- [GESTELLTE AUFGABE 1] Aktualisiere im Artikel über Energiepreise den Abschnitt von „Energiepreise Mehr Schutz“ bis einschließlich „einen Riegel vorschieben.“. Ersetze darin „Bundesregierung“ durch „Koalition“.

Energiepreise Mehr Schutz für Stromkunden in Sicht

Mit noch größerer Sorge als sonst schauen Verbraucher auf ihre Stromzähler: Neue Versorgerverträge kommen derzeit mit dicken Meh
Mit noch größerer Sorge als sonst schauen Verbraucher auf ihre Stromzähler: Neue Versorgerverträge kommen derzeit mit dicken Mehrkosten.

Die Bundesregierung will mit einer Gesetzesreform kurzfristigen Kündigungen von Strom- und Gasverträgen durch Billiganbieter sowie Preissprüngen einen Riegel vorschieben.

„Wir dürfen die Verbraucher nicht noch mal so im Regen stehen lassen“, sagte Oliver Krischer (Grüne), Parlamentarischer Staatssekretär im Bundeswirtschaftsministerium, am Montag in Berlin. „Das war und ist eine große Belastung für viele Menschen und ein großer Schock, auf einmal eine Kündigung des Gas- oder Stromanbieters im Briefkasten vorzufinden.“ Konkret kündigte Krischer an, es solle künftig einheitliche Tarife in der Grundversorgung geben, damit Neukunden nicht das Doppelte oder Dreifache gegenüber Bestandskunden zahlen.

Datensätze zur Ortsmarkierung
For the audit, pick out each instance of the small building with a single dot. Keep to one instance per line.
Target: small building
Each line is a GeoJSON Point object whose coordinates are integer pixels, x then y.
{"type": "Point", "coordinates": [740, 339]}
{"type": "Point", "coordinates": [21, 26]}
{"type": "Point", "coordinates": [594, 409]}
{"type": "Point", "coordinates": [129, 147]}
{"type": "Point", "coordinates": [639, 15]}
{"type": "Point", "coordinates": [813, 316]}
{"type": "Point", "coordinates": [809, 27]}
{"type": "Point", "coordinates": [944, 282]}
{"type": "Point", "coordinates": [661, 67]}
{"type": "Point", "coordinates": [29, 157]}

- [GESTELLTE AUFGABE 2] Drucke sämtliche Zeilen, die oben auf den Artikel folgen, unverändert aus.

- [VOLLSTÄNDIGE ANTWORT 1]
Energiepreise Mehr Schutz für Stromkunden in Sicht

Mit noch größerer Sorge als sonst schauen Verbraucher auf ihre Stromzähler: Neue Versorgerverträge kommen derzeit mit dicken Meh
Mit noch größerer Sorge als sonst schauen Verbraucher auf ihre Stromzähler: Neue Versorgerverträge kommen derzeit mit dicken Mehrkosten.

Die Koalition will mit einer Gesetzesreform kurzfristigen Kündigungen von Strom- und Gasverträgen durch Billiganbieter sowie Preissprüngen einen Riegel vorschieben.

- [VOLLSTÄNDIGE ANTWORT 2]
For the audit, pick out each instance of the small building with a single dot. Keep to one instance per line.
Target: small building
Each line is a GeoJSON Point object whose coordinates are integer pixels, x then y.
{"type": "Point", "coordinates": [740, 339]}
{"type": "Point", "coordinates": [21, 26]}
{"type": "Point", "coordinates": [594, 409]}
{"type": "Point", "coordinates": [129, 147]}
{"type": "Point", "coordinates": [639, 15]}
{"type": "Point", "coordinates": [813, 316]}
{"type": "Point", "coordinates": [809, 27]}
{"type": "Point", "coordinates": [944, 282]}
{"type": "Point", "coordinates": [661, 67]}
{"type": "Point", "coordinates": [29, 157]}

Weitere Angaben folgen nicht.